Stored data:
★ ★ ★ ★
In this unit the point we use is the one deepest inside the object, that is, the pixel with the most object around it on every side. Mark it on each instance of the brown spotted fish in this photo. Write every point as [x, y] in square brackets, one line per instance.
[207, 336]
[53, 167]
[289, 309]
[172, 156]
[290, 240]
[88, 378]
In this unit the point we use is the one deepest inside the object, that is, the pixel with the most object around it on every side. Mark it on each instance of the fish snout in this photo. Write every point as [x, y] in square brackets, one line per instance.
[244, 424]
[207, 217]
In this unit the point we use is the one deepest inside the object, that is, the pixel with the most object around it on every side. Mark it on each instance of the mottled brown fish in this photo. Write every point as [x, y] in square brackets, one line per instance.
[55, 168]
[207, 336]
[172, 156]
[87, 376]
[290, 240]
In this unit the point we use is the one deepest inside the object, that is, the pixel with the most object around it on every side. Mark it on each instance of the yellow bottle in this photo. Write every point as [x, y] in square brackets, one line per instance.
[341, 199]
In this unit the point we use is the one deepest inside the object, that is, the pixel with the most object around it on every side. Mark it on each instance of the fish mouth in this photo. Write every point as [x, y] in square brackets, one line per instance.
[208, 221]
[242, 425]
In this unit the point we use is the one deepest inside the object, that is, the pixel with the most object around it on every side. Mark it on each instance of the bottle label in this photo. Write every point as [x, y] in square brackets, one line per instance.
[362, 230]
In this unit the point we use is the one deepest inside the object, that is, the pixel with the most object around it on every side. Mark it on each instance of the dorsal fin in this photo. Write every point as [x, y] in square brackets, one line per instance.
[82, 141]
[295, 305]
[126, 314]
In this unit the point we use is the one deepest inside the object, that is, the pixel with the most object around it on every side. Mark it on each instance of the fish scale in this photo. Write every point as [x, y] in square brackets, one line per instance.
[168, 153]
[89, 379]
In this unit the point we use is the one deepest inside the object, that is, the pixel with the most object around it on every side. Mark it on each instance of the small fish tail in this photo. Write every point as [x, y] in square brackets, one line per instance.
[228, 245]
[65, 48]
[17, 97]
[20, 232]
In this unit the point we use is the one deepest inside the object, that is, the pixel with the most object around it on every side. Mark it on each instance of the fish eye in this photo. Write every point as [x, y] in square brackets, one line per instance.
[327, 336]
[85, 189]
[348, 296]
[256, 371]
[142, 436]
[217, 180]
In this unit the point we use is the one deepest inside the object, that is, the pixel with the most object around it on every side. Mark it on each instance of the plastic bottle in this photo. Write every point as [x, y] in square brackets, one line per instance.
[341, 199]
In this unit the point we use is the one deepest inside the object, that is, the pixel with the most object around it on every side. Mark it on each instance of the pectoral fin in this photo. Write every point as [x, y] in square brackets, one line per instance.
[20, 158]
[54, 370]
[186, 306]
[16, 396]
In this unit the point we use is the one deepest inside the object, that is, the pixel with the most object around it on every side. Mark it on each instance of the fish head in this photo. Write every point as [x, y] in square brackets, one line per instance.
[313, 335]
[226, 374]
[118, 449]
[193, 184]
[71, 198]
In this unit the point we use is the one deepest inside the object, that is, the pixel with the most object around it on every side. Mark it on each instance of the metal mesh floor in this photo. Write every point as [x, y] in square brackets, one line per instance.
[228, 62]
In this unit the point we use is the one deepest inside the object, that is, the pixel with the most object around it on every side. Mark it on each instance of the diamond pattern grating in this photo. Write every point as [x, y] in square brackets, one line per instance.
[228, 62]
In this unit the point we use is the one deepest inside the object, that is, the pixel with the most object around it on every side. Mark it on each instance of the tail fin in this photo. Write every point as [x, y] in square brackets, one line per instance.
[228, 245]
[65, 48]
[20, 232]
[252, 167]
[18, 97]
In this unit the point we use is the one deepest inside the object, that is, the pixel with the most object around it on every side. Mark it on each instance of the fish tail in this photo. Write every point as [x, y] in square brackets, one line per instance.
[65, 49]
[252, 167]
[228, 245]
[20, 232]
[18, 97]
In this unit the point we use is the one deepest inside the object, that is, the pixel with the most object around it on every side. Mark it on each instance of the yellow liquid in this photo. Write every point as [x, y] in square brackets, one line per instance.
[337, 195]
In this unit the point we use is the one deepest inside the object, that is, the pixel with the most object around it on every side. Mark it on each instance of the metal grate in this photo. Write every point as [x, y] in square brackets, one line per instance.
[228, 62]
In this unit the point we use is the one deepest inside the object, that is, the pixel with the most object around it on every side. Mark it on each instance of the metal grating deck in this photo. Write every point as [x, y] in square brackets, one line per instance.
★ ★ ★ ★
## Task goal
Retype every line above with nothing changed.

## Result of the task
In this unit the point we use is the one deepest inside the object, that is, the pixel with the most object around it on every side. Mark it on each instance of the brown spotted fish in this photo. Write every point as [x, y] in square brackets, one line per instance.
[207, 336]
[53, 167]
[289, 309]
[172, 156]
[290, 240]
[88, 378]
In this unit the point we use is the one deepest inside the object, that is, the pixel with the most object around it on every side. Mark it on each instance of the fish snout in this photo. Write every point as [x, y] in square brackets, one line per instance.
[244, 424]
[207, 217]
In this unit the point we use is the one deepest inside the object, that is, the pixel with the most object around it on every side. Mark it on each instance of the mottled brown fish in this photo. Write every point as [x, y] in square brackets, one line per instance.
[55, 168]
[207, 336]
[172, 156]
[87, 376]
[290, 240]
In this unit the point we use is the one deepest inside the object, that is, the pixel with the most object around it on every side. Mark it on each instance of the yellow bottle in this photo. Write every point as [x, y] in square brackets, one line per instance.
[341, 199]
In this unit the point we use is the one deepest inside the object, that is, the pixel with the most object around it on every side. Mark it on each instance of the fish mouth in this photo. Write every point as [x, y] in square brackets, one line per instance.
[208, 221]
[242, 425]
In this unit the point we use is the one deepest inside the object, that is, the pixel with the most object around it on every side. Mark it on each instance of the bottle label in this photo. Write every point as [x, y] in square brackets, one line per instance.
[362, 230]
In this unit the point we use is the one deepest inside the object, that is, the pixel with the most object around it on every side. Mark it on each instance of the dorsal fin in this photo. Write every point as [x, y] in square brackets, one line per instance.
[82, 141]
[295, 305]
[126, 314]
In this unit the point we use is the one deepest inside the object, that is, the pixel with the most object around it on every side. Mark it on each instance of the fish scale in this photo. Write every point as [x, y] in square brackets, one line per instance.
[168, 153]
[89, 379]
In this unit the point we use is the one deepest inside the object, that is, the pixel with the most object around it on every side. Mark it on each instance of the small fish tail in this photo. Write every point as [x, y] in square brackets, one line per instance.
[228, 245]
[65, 48]
[17, 97]
[20, 232]
In this unit the point we use is the one deepest inside the object, that is, the pixel with the most object around it on every side. Mark it on each instance of the fish eye in this photo. Write every point as [x, y] in square brackets, one line per instance.
[327, 336]
[85, 189]
[348, 296]
[256, 371]
[142, 436]
[217, 180]
In this unit the point we use is the one deepest inside the object, that is, the pixel with the most object around it on every side. Mark it on each instance of the plastic bottle in this photo. Write every point as [x, y] in square brackets, one line per instance.
[341, 199]
In this unit the point we use is the one deepest inside the object, that is, the pixel with the most object around it on every side. Mark it on each instance of the pectoral fin in this photo. Write every point as [x, y] in square brackets, one line per instance.
[20, 158]
[54, 370]
[186, 306]
[16, 396]
In this unit the point we use is the one deepest inside the object, that is, the pixel with the most object around it on every side. Mark it on each instance of the fish head in this photo. Write every point as [x, y] in square brackets, one line per instance.
[313, 335]
[226, 374]
[118, 449]
[193, 184]
[71, 198]
In this unit the point we use is the one deepest inside the object, that is, the pixel with the most object around it on every side. Mark it on each instance of the metal mesh floor in this photo. Write every point as [x, y] in square brackets, one line per instance.
[228, 62]
In this unit the point we use is the one deepest inside the object, that is, the pixel with the most object around it on every side. Mark it on each instance of the diamond pattern grating in this photo. Write every point as [x, y] in square brackets, one line per instance.
[228, 62]
In this unit the point we use is the one deepest inside the object, that is, the pixel with the most object around it on every side. Mark it on each instance of the tail fin in this photo. Write every point as [x, y] in square brackets, one line per instance.
[228, 245]
[65, 48]
[20, 232]
[252, 167]
[18, 97]
In this unit the point we use is the one deepest inside the object, that is, the pixel with the most object around it on every side. Mark it on each instance of the fish tail in this photo. Write every point as [x, y] in square brackets, one line per instance.
[65, 49]
[252, 167]
[228, 245]
[20, 232]
[18, 97]
In this unit the point we use is the one deepest inside the object, that is, the pixel with the most object around it on every side. Mark it on each instance of the yellow liquid in this photo. Write every point as [x, y] in square brackets, one line per instance.
[337, 195]
In this unit the point we use is the one deepest inside the object, that is, the pixel with the most object around it on every side. Mark it on each instance of the metal grate in this photo. Write every point as [x, y] in square brackets, one line per instance.
[228, 62]
In this unit the point we use is the one deepest inside the object, that is, the pixel with the most object around it on every side. Mark it on each instance of the metal grating deck in this photo. Write every point as [x, y] in square brackets, one line per instance.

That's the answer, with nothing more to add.